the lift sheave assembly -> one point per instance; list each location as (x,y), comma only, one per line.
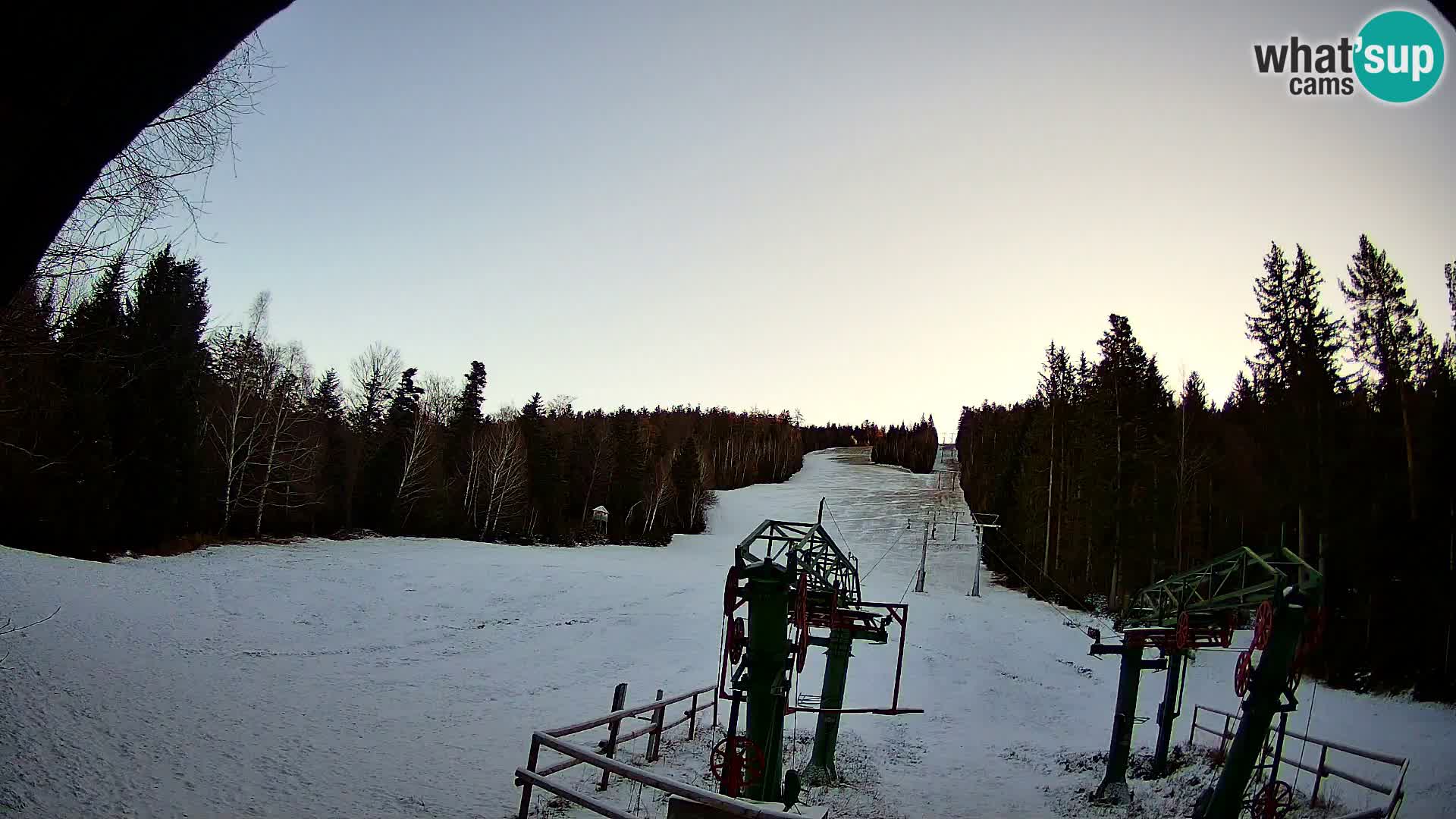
(1280,594)
(800,591)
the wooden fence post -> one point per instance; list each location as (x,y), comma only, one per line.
(526,786)
(1320,774)
(692,719)
(619,700)
(654,738)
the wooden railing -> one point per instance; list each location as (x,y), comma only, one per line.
(1323,768)
(530,777)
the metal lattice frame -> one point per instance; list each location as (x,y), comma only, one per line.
(829,569)
(1237,580)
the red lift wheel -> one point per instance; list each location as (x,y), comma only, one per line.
(1273,800)
(1241,673)
(731,591)
(736,761)
(736,640)
(1263,626)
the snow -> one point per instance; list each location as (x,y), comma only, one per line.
(403,676)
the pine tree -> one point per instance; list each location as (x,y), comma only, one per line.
(544,468)
(1386,338)
(468,407)
(1296,371)
(327,401)
(161,407)
(688,484)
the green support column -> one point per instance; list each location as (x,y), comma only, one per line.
(1114,784)
(1267,686)
(1166,713)
(764,687)
(826,733)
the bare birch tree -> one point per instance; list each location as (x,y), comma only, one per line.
(162,174)
(375,373)
(504,474)
(289,378)
(239,360)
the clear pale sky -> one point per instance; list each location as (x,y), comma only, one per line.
(859,210)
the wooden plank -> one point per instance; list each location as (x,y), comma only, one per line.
(661,783)
(623,713)
(595,805)
(655,738)
(619,695)
(558,767)
(1357,780)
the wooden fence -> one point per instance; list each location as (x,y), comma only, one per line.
(1321,768)
(530,777)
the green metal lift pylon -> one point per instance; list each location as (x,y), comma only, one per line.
(1114,783)
(764,681)
(1187,611)
(826,732)
(820,585)
(1267,686)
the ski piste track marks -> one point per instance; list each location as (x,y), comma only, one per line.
(400,676)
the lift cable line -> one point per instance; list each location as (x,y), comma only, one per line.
(1074,598)
(886,553)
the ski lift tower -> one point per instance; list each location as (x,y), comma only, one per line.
(805,580)
(1200,608)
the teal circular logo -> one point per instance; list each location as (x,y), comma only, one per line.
(1400,55)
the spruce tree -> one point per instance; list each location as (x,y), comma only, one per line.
(688,482)
(161,407)
(1386,338)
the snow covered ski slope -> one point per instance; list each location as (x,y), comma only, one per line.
(403,676)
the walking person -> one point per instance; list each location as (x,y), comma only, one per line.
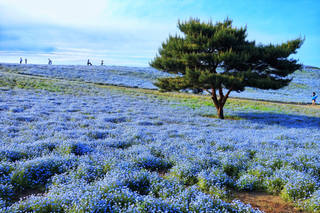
(314,98)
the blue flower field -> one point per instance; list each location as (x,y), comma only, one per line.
(70,144)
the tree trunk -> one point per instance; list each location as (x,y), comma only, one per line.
(220,112)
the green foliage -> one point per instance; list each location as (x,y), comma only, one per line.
(215,56)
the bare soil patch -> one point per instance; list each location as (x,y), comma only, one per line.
(266,202)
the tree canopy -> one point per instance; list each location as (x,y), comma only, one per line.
(219,59)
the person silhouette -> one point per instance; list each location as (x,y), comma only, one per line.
(314,98)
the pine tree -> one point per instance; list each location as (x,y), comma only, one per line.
(218,59)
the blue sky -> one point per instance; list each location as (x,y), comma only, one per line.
(129,32)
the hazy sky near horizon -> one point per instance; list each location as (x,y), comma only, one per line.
(129,32)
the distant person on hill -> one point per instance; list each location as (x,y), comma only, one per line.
(314,98)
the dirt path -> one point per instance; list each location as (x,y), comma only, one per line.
(266,202)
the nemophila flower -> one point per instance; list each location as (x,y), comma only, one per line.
(98,149)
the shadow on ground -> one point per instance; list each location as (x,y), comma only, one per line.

━━━━━━━━

Exercise instructions:
All of the listing is to be written out exactly, with the pictures left out.

Written response:
the lift sheave assembly -> one point per instance; list each location as (x,y), comma only, one per line.
(1280,594)
(800,591)
the wooden fence post -> one point per instance; list each location as (x,y), comma only, one per line.
(526,786)
(1320,774)
(692,719)
(619,700)
(654,738)
the wooden railing -> one point per instance; list each location as (x,y), comma only, one per line.
(1323,768)
(530,777)
the metal lattice frame -> one point per instance; list each location as (x,y), comma only, one per line.
(829,569)
(1237,580)
the red lift wheel -> one point per instance; list each location as (x,y), comma only, one per line.
(1273,800)
(1241,673)
(731,591)
(736,761)
(736,640)
(1263,626)
the snow -> one point per instance; list each location as (x,y), comma only, one per line.
(403,676)
the pine tree -> one point per instance; list each location as (x,y), comma only, one per line.
(544,468)
(1386,338)
(468,407)
(1296,371)
(327,401)
(161,407)
(688,484)
the green support column -> one point per instance; list each location as (x,y), comma only, one per line.
(1114,784)
(1267,686)
(1166,713)
(764,687)
(826,733)
the bare birch tree -> one point per instance; list each location as (x,y), comma only, one per line.
(162,174)
(375,373)
(504,474)
(289,378)
(239,360)
the clear pale sky -> one point per instance; list each location as (x,y), comma only, one per line.
(859,210)
the wooden plank -> one point per instance; list each location as (x,y), comma only, one per line.
(661,783)
(623,713)
(595,805)
(655,738)
(619,695)
(558,767)
(1357,780)
the wooden fence -> one point per instance; list each location as (x,y), comma only, one per line.
(1321,768)
(530,777)
the green metal lift pylon -> one point per instance; list each location as (x,y), comma only, one per line.
(1114,783)
(764,681)
(1187,611)
(826,732)
(820,585)
(1267,686)
the ski piste track marks -> one point per instance; list each location as (x,y), comma only, one per line.
(400,676)
the lift cable line -> one point per instance; list each location as (x,y), comma only, one per line.
(1074,598)
(886,553)
the ski lift tower -> one point per instance; list each location as (x,y), comma only, one per line.
(805,580)
(1200,608)
the teal circular logo -> one point per instance; list each location as (x,y), comma only, one per line.
(1400,55)
the spruce tree -> one point per instance; list each location as (x,y), comma only, one per line.
(688,482)
(161,407)
(1386,338)
the snow covered ski slope -> one point per instance; list each location as (x,y), comma only, one per line.
(403,676)
the walking person -> one point per instance; list each location as (x,y), comma only, one per line.
(314,98)
the blue flower field -> one point per instance; list each location as (x,y), comma only, one per line.
(70,144)
the tree trunk -> one point per instance; list each location as (x,y), comma only, one per line.
(220,112)
the green foliage -> one point per instance; list each location as (x,y), comma only, one per line.
(215,56)
the bare soil patch -> one point per instance; list each location as (x,y), comma only, one per line.
(266,202)
the tree canopy -> one point per instance; list each location as (x,y), comma only, one per line.
(219,59)
the person silhouette -> one point per instance; list each location as (x,y), comma only, one per line.
(314,98)
the pine tree -> one point per instance; list each location as (x,y), comma only, one per line.
(218,59)
the blue sky -> one point per instance; list each location as (x,y), comma only, one per line.
(129,32)
the hazy sky near horizon -> one point per instance; list each location as (x,y), comma only, one per line.
(129,32)
the distant person on hill -> one point per instance; list each location as (x,y), comma only, one per line.
(314,98)
the dirt path -> one point per instance; list each location as (x,y), comma only, one per line.
(266,202)
the nemophila flower -> one point per instance; list each location as (x,y), comma only, one per line.
(98,149)
the shadow on ground -> one point per instance; list each location as (x,y), comma only, one per line.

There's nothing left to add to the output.